Los novios, los padres de los novios, los tíos de los padres de los novios, suelen decir que organizar una boda sin que parezca el clásico bodorrio tiene una elaboración difícil, ardua y larga pues, en caso contrario, resulta un fracaso. Ya, pero me preguntó yo ¿Ha existido un estudio estadístico profundo y serio de los trabajos, esfuerzos y crisis nerviosas que ha costado a los invitados a la susodicha boda?
Nosotros hemos hecho el seguimiento de una pareja madura que ha obtenido el “premio” de asistir a un himeneo en un lugar algo distante. Veamos cómo se desarrolla la historia vivida desde su punto de vista.
Las bodas, para los económicamente pudientes, son jornadas con grandes efectos especiales, color, música, luces y ruido, mucho ruido. Pero antes de llegar a estos momentos posteriores al definitivo instante (me he equivocado, pues últimamente no es, ni mucho menos, definitivo) del “sí, quiero” asoman otras muchas situaciones que hemos de valorar y situar en su correspondiente contexto.
Comencemos con el matrimonio López, doña Adela y don José, que se disponen a presentarse al G.C.T, es decir, el gran casamiento de turno.

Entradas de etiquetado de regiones
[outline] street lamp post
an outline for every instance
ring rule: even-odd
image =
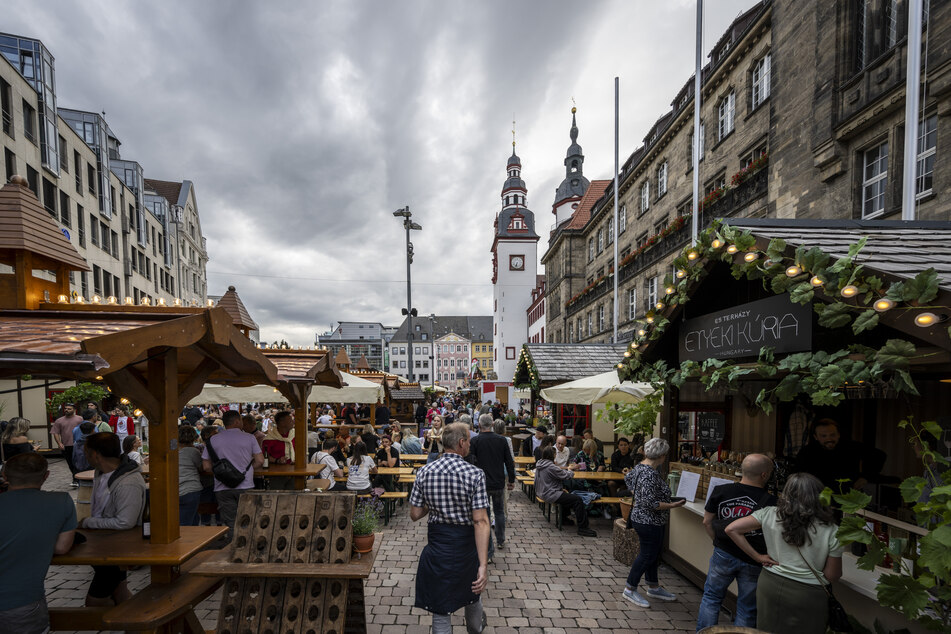
[[[403,228],[406,229],[406,308],[403,314],[406,315],[406,350],[408,353],[406,364],[409,366],[409,380],[413,382],[413,317],[416,316],[416,309],[413,308],[413,285],[411,276],[411,265],[413,264],[413,243],[409,241],[410,231],[421,231],[422,227],[410,220],[413,217],[409,210],[409,205],[393,212],[394,216],[403,218]]]

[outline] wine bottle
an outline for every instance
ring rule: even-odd
[[[152,512],[149,496],[145,496],[145,507],[142,509],[142,539],[151,539],[152,537]]]

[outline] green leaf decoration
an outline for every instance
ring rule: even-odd
[[[820,322],[821,323],[821,322]],[[878,313],[872,310],[864,310],[859,313],[858,317],[855,318],[855,323],[852,324],[852,332],[859,334],[865,332],[866,330],[871,330],[878,325]]]
[[[849,306],[847,304],[824,304],[817,302],[815,310],[819,314],[819,325],[825,328],[841,328],[842,326],[847,326],[849,322],[852,321],[852,315],[849,312]]]
[[[914,618],[930,602],[928,590],[917,580],[904,575],[882,575],[876,591],[882,605],[895,608],[909,618]]]
[[[827,488],[823,491],[823,495],[826,491],[832,493],[832,489]],[[832,497],[835,497],[832,495]],[[839,539],[840,542],[844,545],[854,544],[858,542],[859,544],[868,544],[870,541],[875,539],[875,536],[868,530],[868,527],[865,525],[865,519],[859,517],[858,515],[845,515],[842,517],[842,522],[839,524],[839,530],[836,532],[835,536]]]
[[[789,290],[789,300],[797,304],[805,304],[812,301],[816,294],[815,289],[809,282],[800,282]]]
[[[939,577],[951,576],[951,526],[935,528],[921,538],[918,562]]]
[[[835,503],[842,508],[843,513],[855,513],[864,509],[872,501],[872,497],[858,489],[851,489],[846,493],[836,493],[832,496]]]
[[[903,339],[889,339],[875,359],[886,367],[907,368],[909,360],[915,354],[915,345]]]

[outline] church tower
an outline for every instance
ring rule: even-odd
[[[522,161],[515,154],[506,165],[502,211],[495,217],[492,241],[493,365],[499,381],[511,383],[522,344],[528,341],[528,307],[537,281],[538,234],[535,214],[527,207]]]
[[[588,179],[584,177],[584,154],[578,145],[578,123],[575,120],[577,108],[571,109],[571,145],[565,156],[565,180],[555,190],[555,203],[551,211],[555,214],[555,226],[571,218],[571,214],[578,208],[578,201],[588,191]]]

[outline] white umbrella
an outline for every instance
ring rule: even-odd
[[[542,390],[542,398],[549,403],[638,403],[653,392],[649,383],[621,382],[617,370],[586,376],[577,381],[562,383]]]
[[[383,386],[358,376],[341,372],[344,387],[317,385],[310,391],[308,403],[377,403],[383,400]],[[286,403],[284,395],[270,385],[232,387],[208,383],[190,400],[189,405],[223,405],[226,403]]]

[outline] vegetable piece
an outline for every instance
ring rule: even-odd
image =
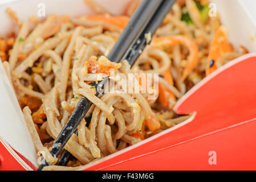
[[[109,15],[99,14],[88,15],[86,18],[90,20],[109,23],[122,29],[125,27],[129,20],[129,18],[126,16],[111,16]]]
[[[97,57],[91,56],[89,61],[85,61],[83,66],[87,67],[88,73],[105,73],[110,76],[111,69],[116,72],[116,70],[121,67],[121,63],[110,61],[105,56],[101,56],[97,61]]]
[[[162,74],[164,76],[164,79],[168,82],[171,85],[173,85],[173,79],[170,74],[170,71],[167,69]],[[168,89],[166,88],[165,86],[159,84],[159,99],[161,105],[166,108],[170,108],[173,106],[173,103],[170,102],[170,99],[172,99],[173,101],[176,101],[176,98],[174,95],[169,91]]]
[[[143,140],[145,139],[145,126],[146,125],[146,122],[145,122],[145,118],[144,117],[140,120],[139,125],[141,125],[140,126],[140,129],[136,133],[131,134],[130,135],[133,137],[139,138]]]
[[[220,64],[216,62],[222,55],[233,51],[232,45],[227,41],[227,30],[223,26],[220,26],[215,32],[211,43],[206,65],[206,75],[210,75],[218,69],[217,65]]]
[[[190,72],[194,69],[198,63],[198,48],[197,44],[190,38],[183,35],[172,35],[162,36],[152,39],[151,45],[154,48],[164,49],[166,46],[184,44],[189,50],[189,56],[188,57],[188,64],[185,67],[181,77],[184,81]]]
[[[28,56],[28,55],[23,53],[23,52],[19,52],[19,54],[18,55],[18,60],[23,60],[23,59],[25,59]]]
[[[182,21],[185,22],[188,24],[193,24],[193,21],[188,13],[182,13],[181,19]]]
[[[155,115],[152,115],[149,119],[145,119],[145,121],[149,131],[155,131],[160,128],[160,123]]]

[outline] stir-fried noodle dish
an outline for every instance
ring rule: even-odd
[[[36,151],[53,164],[46,170],[77,169],[188,119],[173,110],[182,95],[247,52],[228,42],[218,14],[209,16],[209,2],[179,0],[153,36],[145,35],[149,44],[132,68],[126,60],[112,63],[108,54],[140,1],[119,16],[84,1],[95,14],[22,22],[7,9],[19,31],[0,39],[0,56]],[[130,75],[139,84],[129,82]],[[96,97],[90,84],[107,76],[114,92]],[[55,166],[60,156],[49,150],[83,96],[93,105],[64,147],[74,157],[66,167]]]

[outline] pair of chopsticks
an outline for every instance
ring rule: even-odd
[[[150,42],[145,35],[153,35],[176,1],[143,0],[131,18],[108,55],[108,59],[115,63],[127,60],[131,66],[132,66],[147,44]],[[102,93],[104,84],[108,80],[108,77],[107,77],[98,84],[95,82],[91,84],[92,86],[97,88],[96,96],[99,93]],[[54,140],[52,144],[54,147],[51,147],[50,151],[52,156],[56,157],[59,155],[92,105],[92,103],[85,97],[81,98],[60,133]],[[65,166],[71,158],[70,153],[64,151],[56,164]],[[49,165],[50,164],[44,159],[38,170],[40,171],[44,166]]]

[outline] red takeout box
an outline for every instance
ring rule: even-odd
[[[19,1],[0,6],[0,15],[4,18],[0,35],[12,30],[10,20],[4,13],[7,7],[26,19],[36,15],[37,6],[42,1],[46,15],[92,13],[82,0],[72,1],[72,3],[68,0]],[[98,1],[113,14],[121,14],[129,0]],[[212,1],[229,31],[230,40],[237,47],[242,45],[255,52],[256,42],[250,39],[256,34],[255,22],[245,2],[252,1]],[[112,6],[113,3],[115,6]],[[256,169],[255,68],[256,53],[225,65],[193,88],[176,105],[178,114],[193,113],[189,119],[82,169]],[[36,169],[36,153],[7,80],[0,63],[0,170]]]

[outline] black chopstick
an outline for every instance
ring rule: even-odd
[[[125,27],[123,33],[121,34],[120,37],[119,38],[117,45],[119,45],[119,44],[121,44],[121,43],[124,43],[126,41],[129,42],[131,44],[128,45],[128,44],[127,44],[127,45],[122,47],[121,50],[124,51],[123,52],[121,51],[120,48],[119,46],[115,46],[109,53],[109,56],[108,56],[108,58],[109,60],[113,60],[115,62],[120,62],[121,60],[123,60],[122,57],[126,58],[130,64],[132,65],[135,60],[142,52],[144,48],[147,46],[147,40],[145,36],[145,34],[149,32],[151,32],[151,35],[154,34],[157,28],[161,23],[165,15],[170,10],[176,0],[144,0],[143,3],[147,3],[147,2],[149,6],[155,6],[155,7],[156,7],[155,4],[153,3],[149,3],[149,2],[152,1],[159,1],[159,2],[161,2],[161,3],[160,3],[160,6],[157,6],[158,8],[156,9],[156,10],[153,13],[152,12],[149,12],[148,11],[147,11],[146,13],[148,13],[148,15],[145,14],[145,13],[136,13],[136,11],[143,11],[144,9],[143,7],[144,6],[145,6],[145,4],[142,4],[139,6],[139,7],[138,7],[135,13],[134,16],[139,16],[139,15],[143,14],[141,17],[137,17],[137,18],[143,19],[143,18],[144,18],[144,21],[143,22],[146,23],[143,23],[143,27],[141,27],[141,24],[138,24],[136,21],[133,22],[134,24],[128,23],[127,27]],[[140,6],[142,7],[140,8]],[[147,7],[147,6],[145,7]],[[151,17],[149,19],[148,18],[148,17]],[[132,17],[131,20],[133,19],[136,19],[136,18]],[[129,36],[128,36],[129,34],[128,34],[127,30],[131,30],[132,31],[137,31],[137,35],[134,35],[133,37],[129,38]],[[130,33],[132,35],[133,35],[132,32]],[[128,36],[125,36],[125,35]],[[136,36],[136,38],[135,38],[135,36]],[[122,52],[120,53],[119,52]],[[116,57],[120,57],[120,59],[117,60],[116,59]],[[107,79],[105,79],[106,78]],[[97,94],[102,93],[102,91],[103,90],[103,87],[108,79],[108,77],[106,78],[100,82],[96,86]],[[80,122],[84,117],[84,115],[92,105],[92,103],[84,97],[83,97],[80,100],[59,136],[54,142],[53,146],[57,146],[56,147],[52,147],[52,149],[50,151],[51,154],[54,156],[57,156],[60,154],[64,145],[74,131],[76,130]],[[70,129],[70,130],[68,130],[68,129]],[[60,144],[56,144],[59,143]],[[67,154],[68,154],[68,153]],[[42,170],[44,166],[48,165],[49,164],[48,164],[45,160],[43,160],[43,163],[39,166],[38,170]]]
[[[108,55],[111,61],[119,63],[129,47],[137,38],[164,0],[143,0],[120,35],[114,47]]]

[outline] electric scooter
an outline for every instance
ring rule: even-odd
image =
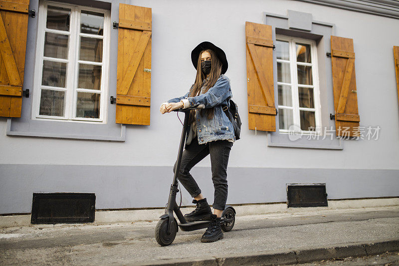
[[[169,198],[165,208],[165,213],[160,217],[161,220],[158,222],[155,228],[155,239],[157,240],[157,242],[162,246],[169,246],[173,242],[176,236],[176,233],[179,231],[179,227],[182,231],[193,231],[206,228],[209,226],[210,222],[209,221],[195,222],[186,221],[186,219],[180,211],[180,206],[176,203],[176,195],[179,191],[178,189],[178,169],[180,169],[182,156],[186,142],[190,111],[195,109],[203,109],[204,107],[203,104],[200,104],[197,108],[178,109],[174,110],[176,112],[185,113],[185,118],[182,137],[180,138],[180,146],[179,147],[177,163],[176,163],[176,169],[177,170],[175,171],[173,177],[173,182],[171,186]],[[180,223],[177,222],[176,219],[174,216],[174,212],[176,213]],[[224,210],[222,213],[220,221],[220,227],[223,232],[228,232],[232,229],[235,221],[235,210],[232,207],[227,205],[225,206]]]

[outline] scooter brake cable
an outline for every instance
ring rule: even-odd
[[[184,125],[183,125],[183,122],[182,122],[182,120],[180,120],[180,117],[179,117],[179,112],[176,112],[176,114],[178,115],[178,118],[179,118],[179,120],[180,120],[180,123],[182,123],[182,125],[184,126]]]
[[[180,191],[180,204],[179,206],[179,209],[180,210],[180,207],[182,206],[182,190],[180,189],[180,183],[179,183],[179,180],[178,180],[178,185],[179,185],[179,191]]]

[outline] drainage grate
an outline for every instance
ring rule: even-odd
[[[325,184],[287,184],[288,207],[327,206]]]
[[[94,222],[94,193],[33,193],[32,224]]]

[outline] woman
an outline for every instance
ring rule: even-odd
[[[185,215],[188,221],[210,221],[201,238],[201,242],[213,242],[223,238],[220,218],[227,198],[226,169],[230,151],[235,140],[231,122],[223,111],[232,96],[230,80],[224,75],[227,69],[226,55],[208,41],[199,44],[191,52],[197,69],[194,84],[183,96],[163,103],[161,113],[179,108],[203,104],[205,109],[190,111],[190,129],[186,141],[178,179],[194,199],[197,208]],[[208,154],[210,156],[212,181],[214,188],[213,214],[201,194],[201,190],[190,171]],[[176,163],[173,168],[176,171]]]

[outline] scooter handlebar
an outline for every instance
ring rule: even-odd
[[[189,107],[188,108],[186,109],[182,109],[179,108],[177,109],[176,110],[174,110],[174,112],[188,112],[191,110],[195,110],[196,109],[205,109],[205,105],[204,104],[199,104],[197,106],[194,107]]]

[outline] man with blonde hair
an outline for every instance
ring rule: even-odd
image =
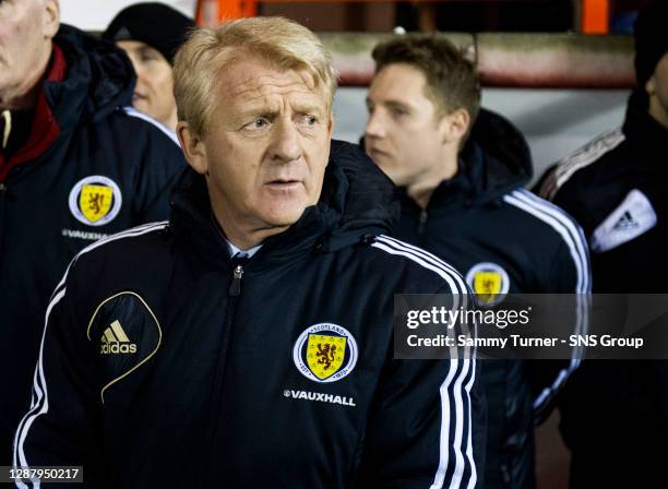
[[[392,186],[331,141],[335,86],[290,21],[191,36],[175,94],[192,169],[168,223],[70,265],[16,465],[115,488],[475,485],[475,360],[392,350],[395,294],[455,307],[466,286],[382,235]]]

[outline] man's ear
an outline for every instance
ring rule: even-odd
[[[468,127],[470,126],[470,116],[468,110],[464,108],[453,110],[441,120],[441,124],[443,131],[443,142],[458,143],[466,135],[468,132]]]
[[[60,27],[60,4],[58,0],[46,0],[44,5],[44,17],[41,29],[48,39],[56,37]]]
[[[188,164],[200,175],[208,174],[208,159],[206,158],[206,146],[202,139],[188,126],[188,122],[177,123],[177,135],[183,150],[183,156]]]
[[[654,75],[649,76],[649,80],[647,80],[647,83],[645,83],[645,92],[649,96],[656,94],[656,80],[654,79]]]
[[[327,123],[327,132],[329,132],[329,136],[332,138],[332,134],[334,134],[334,114],[330,114],[330,121]]]

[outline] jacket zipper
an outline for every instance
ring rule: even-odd
[[[236,265],[232,270],[231,281],[227,288],[227,296],[229,300],[227,302],[227,311],[225,314],[225,325],[223,330],[223,342],[220,345],[220,354],[218,356],[218,362],[216,366],[216,374],[214,378],[213,385],[213,399],[212,399],[212,430],[211,430],[211,439],[210,439],[210,450],[208,450],[208,469],[205,472],[206,477],[211,478],[213,470],[217,470],[214,453],[215,453],[215,443],[218,438],[218,426],[219,426],[219,408],[220,408],[220,398],[223,395],[223,379],[225,378],[225,366],[227,363],[227,350],[229,343],[231,341],[232,326],[235,323],[235,314],[237,312],[237,302],[239,301],[239,296],[241,295],[241,281],[243,278],[243,266]],[[211,479],[208,479],[211,480]],[[200,487],[208,487],[208,481],[200,481]]]
[[[229,297],[239,297],[241,294],[241,278],[243,278],[243,266],[237,265],[232,271],[232,281],[229,284],[227,295]]]
[[[4,236],[4,210],[7,201],[7,184],[0,181],[0,237]],[[3,262],[2,259],[3,249],[2,249],[2,238],[0,238],[0,263]]]
[[[422,238],[425,237],[425,229],[427,227],[427,210],[422,208],[420,210],[420,219],[418,223],[418,237],[420,238],[420,242],[422,241]]]

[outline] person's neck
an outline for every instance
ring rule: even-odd
[[[434,190],[444,180],[450,180],[457,174],[457,153],[451,152],[441,162],[433,165],[431,171],[419,176],[416,181],[406,186],[406,193],[420,208],[427,208]]]
[[[171,129],[174,132],[176,132],[176,126],[177,126],[178,122],[179,122],[179,118],[177,117],[177,109],[176,109],[176,106],[175,106],[174,111],[169,116],[169,119],[163,121],[163,123],[166,127],[168,127],[169,129]]]
[[[649,97],[649,115],[664,128],[668,129],[668,107],[661,104],[658,97]]]
[[[36,68],[17,85],[0,92],[0,110],[29,110],[37,105],[37,98],[41,91],[41,81],[48,69],[52,49],[51,41],[49,40],[48,49],[45,49]]]
[[[227,216],[216,208],[213,210],[213,213],[225,238],[241,251],[250,250],[261,244],[266,238],[279,235],[289,228],[289,226],[252,227],[239,224],[231,216]]]

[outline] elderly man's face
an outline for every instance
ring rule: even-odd
[[[155,48],[139,40],[119,40],[136,72],[132,105],[165,126],[176,127],[176,102],[169,61]]]
[[[202,157],[208,193],[223,227],[289,226],[320,199],[330,154],[332,117],[324,88],[306,71],[279,71],[254,58],[219,76]],[[187,152],[188,154],[188,152]]]
[[[39,82],[58,22],[57,0],[0,0],[0,108]]]

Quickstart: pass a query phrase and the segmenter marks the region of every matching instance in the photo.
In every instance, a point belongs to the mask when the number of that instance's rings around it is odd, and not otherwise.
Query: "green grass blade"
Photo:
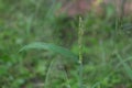
[[[117,54],[117,56],[118,56],[119,61],[122,63],[123,68],[125,70],[127,75],[132,80],[132,68],[123,61],[123,58],[119,54]]]
[[[52,51],[54,53],[62,54],[66,57],[74,58],[77,62],[77,56],[74,53],[72,53],[69,50],[62,46],[54,45],[54,44],[50,44],[50,43],[31,43],[29,45],[25,45],[23,48],[21,48],[20,52],[26,51],[26,50],[33,50],[33,48]]]

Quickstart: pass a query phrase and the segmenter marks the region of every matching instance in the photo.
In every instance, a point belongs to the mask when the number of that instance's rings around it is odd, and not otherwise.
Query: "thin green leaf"
[[[48,44],[48,43],[32,43],[32,44],[25,45],[23,48],[20,50],[20,52],[32,50],[32,48],[52,51],[54,53],[58,53],[66,57],[70,57],[77,61],[77,56],[74,53],[72,53],[69,50],[62,46],[54,45],[54,44]]]
[[[118,56],[119,61],[122,63],[127,75],[130,77],[130,79],[132,79],[132,69],[131,69],[131,67],[123,61],[123,58],[119,54],[117,54],[117,56]]]

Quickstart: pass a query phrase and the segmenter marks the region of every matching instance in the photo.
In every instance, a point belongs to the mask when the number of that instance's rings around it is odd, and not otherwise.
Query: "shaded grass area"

Tareas y ejercicios:
[A] Copia sin cambios el fragmento del texto sobre las bodas que va desde "Los novios, los padres" hasta "punto de vista.".
[B] Prosigue el texto sobre las bodas a partir de su última frase.

Resultados por tarea:
[A]
Los novios, los padres de los novios, los tíos de los padres de los novios, suelen decir que organizar una boda sin que parezca el clásico bodorrio tiene una elaboración difícil, ardua y larga pues, en caso contrario, resulta un fracaso. Ya, pero me preguntó yo ¿Ha existido un estudio estadístico profundo y serio de los trabajos, esfuerzos y crisis nerviosas que ha costado a los invitados a la susodicha boda?
Nosotros hemos hecho el seguimiento de una pareja madura que ha obtenido el “premio” de asistir a un himeneo en un lugar algo distante. Veamos cómo se desarrolla la historia vivida desde su punto de vista.

[B]
Después de un viaje en guagua hasta el lugar de la ceremonia y el ágape subsiguiente, tomaron pie a tierra (nunca mejor dicho lo de tierra) en un bello rincón de la geografía patria. Un gran jardín les recibe, algo húmedo pues hasta los pedruscos que delimitan los caminos llevan chubasqueros de verde musgo. Doña Adela, solícita, dice “Abrígate Pepe, no te vayas a enfriar y ya sabes que tu eres muy propenso a los catarros”. Por senderos entre parterres con lindas flores deambula la pareja. “No respires muy hondo, Pepe, que vas a empezar a estornudar y ya sabes que tu eres muy propenso a ellos”. Aparecen pequeños tramos de resbaladizos escalones que unen los distintos tramos del pensil; en algunas zonas los peldaños son cortos y estrechos, en otros incluso se acortan tanto que acaban por desaparecer. “Cuidado, Pepe, que tu de nada tropiezas y ya sabes que eres muy propenso a caerte”. Las servilletas, en la penumbra del atardecer, se confunden con los pañuelos blancos. Algún donjuanesco caballero, al recoger lo que él cree uno de estos últimos, sufre un espasmo muscular que le obliga a sentarse rápidamente sin poder ofrecerle el objeto a la damita de su interés.
¡Hola!, dice un joven, dirigiéndose a doña Adela y don José, ustedes deben de ser los tíos viejos de la novia, ¿verdad? La “tía vieja” frunce el entrecejo y está a punto de darle un soponcio, salvando la situación un camarero que ofrece un suculento surtido de espárragos trigueros.
Ha llegado la hora de entrar en el salón del banquete nupcial donde una gran tarta de varios pisos comanda el espacio. Doña Adela respira tranquila. No hay una columna intercalada que le oculte la mesa presidencial y, lo que es más importante, que le impida observar a la novia, a la que puede contemplar entre un gran búcaro lleno de enormes flores amarillas y un señor con feroz bigote, seguramente el padre de la novia, claro.
El panorama se anima. Existen momentos muy agradables como el de don José, que se tropezó con un señor que resultó ser primo hermano de uno de sus compañeros en la mili y que le cuenta con pelos y señales cómo fue la reciente muerte de su abuelo atropellado por un tractor.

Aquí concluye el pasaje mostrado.